• _INSTRUCTIONS FOR THE TASK_
Translate this sentence from the filing excerpt about the preferred stock sale into Spanish: "As previously disclosed, on August 31, 2017, Surgery Partners, Inc. (the "Company") completed the sale and issuance of 310,000 shares of preferred stock, par value $0.01 per share, of the Company, designated as 10.00% Series A Convertible Perpetual Participating Preferred Stock (the "Series A Preferred Stock") to BCPE Seminole Holdings LP ("BCPE"), an affiliate of Bain Capital Private Equity, at a purchase price of $1,000.00 per share in cash."

• _STUDY TEXT_

Item 3.02 Unregistered Sales of Equity Securities.
As previously disclosed, on August 31, 2017, Surgery Partners, Inc. (the
"Company") completed the sale and issuance of 310,000 shares of preferred stock,
par value $0.01 per share, of the Company, designated as 10.00% Series A
Convertible Perpetual Participating Preferred Stock (the "Series A Preferred
Stock") to BCPE Seminole Holdings LP ("BCPE"), an affiliate of Bain Capital
Private Equity, at a purchase price of $1,000.00 per share in cash.

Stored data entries

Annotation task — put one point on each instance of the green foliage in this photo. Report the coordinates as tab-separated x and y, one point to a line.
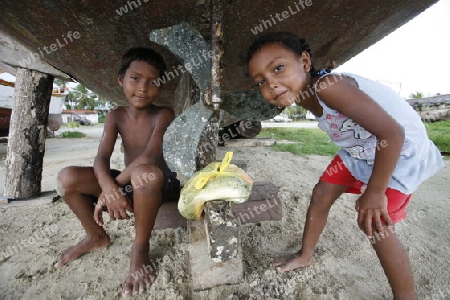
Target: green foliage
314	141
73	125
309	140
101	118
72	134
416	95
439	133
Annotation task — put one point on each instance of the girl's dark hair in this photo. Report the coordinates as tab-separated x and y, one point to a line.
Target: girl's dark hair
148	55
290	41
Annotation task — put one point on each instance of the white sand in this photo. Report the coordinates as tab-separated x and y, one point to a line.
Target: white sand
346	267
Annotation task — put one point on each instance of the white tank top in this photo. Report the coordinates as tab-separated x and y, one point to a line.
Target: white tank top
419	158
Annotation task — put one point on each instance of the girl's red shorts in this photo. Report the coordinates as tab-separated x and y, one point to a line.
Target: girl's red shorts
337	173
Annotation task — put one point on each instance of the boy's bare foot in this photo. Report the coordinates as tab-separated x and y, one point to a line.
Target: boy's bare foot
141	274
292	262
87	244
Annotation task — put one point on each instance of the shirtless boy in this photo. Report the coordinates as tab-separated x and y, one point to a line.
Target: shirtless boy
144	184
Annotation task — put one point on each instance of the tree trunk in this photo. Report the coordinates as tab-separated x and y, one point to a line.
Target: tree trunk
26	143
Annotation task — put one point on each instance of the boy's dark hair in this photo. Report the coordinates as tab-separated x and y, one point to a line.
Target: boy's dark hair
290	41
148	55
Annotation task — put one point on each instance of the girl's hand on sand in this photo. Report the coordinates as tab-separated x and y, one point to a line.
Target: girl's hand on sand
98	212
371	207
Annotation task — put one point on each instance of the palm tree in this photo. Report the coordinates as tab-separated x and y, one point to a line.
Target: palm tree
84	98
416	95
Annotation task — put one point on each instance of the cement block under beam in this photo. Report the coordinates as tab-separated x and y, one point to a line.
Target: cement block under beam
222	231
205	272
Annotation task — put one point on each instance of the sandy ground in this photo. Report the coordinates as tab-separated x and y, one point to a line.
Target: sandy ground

• _EXPECTED ANSWER_
Como se informó anteriormente, el 31 de agosto de 2017, Surgery Partners, Inc. (la "Compañía") completó la venta y emisión de 310,000 acciones preferentes de la Compañía, con un valor nominal de $0.01 por acción, designadas como Acciones Preferentes Participativas Perpetuas Convertibles Serie A al 10.00% (las "Acciones Preferentes Serie A"), a BCPE Seminole Holdings LP ("BCPE"), una filial de Bain Capital Private Equity, a un precio de compra de $1,000.00 por acción en efectivo.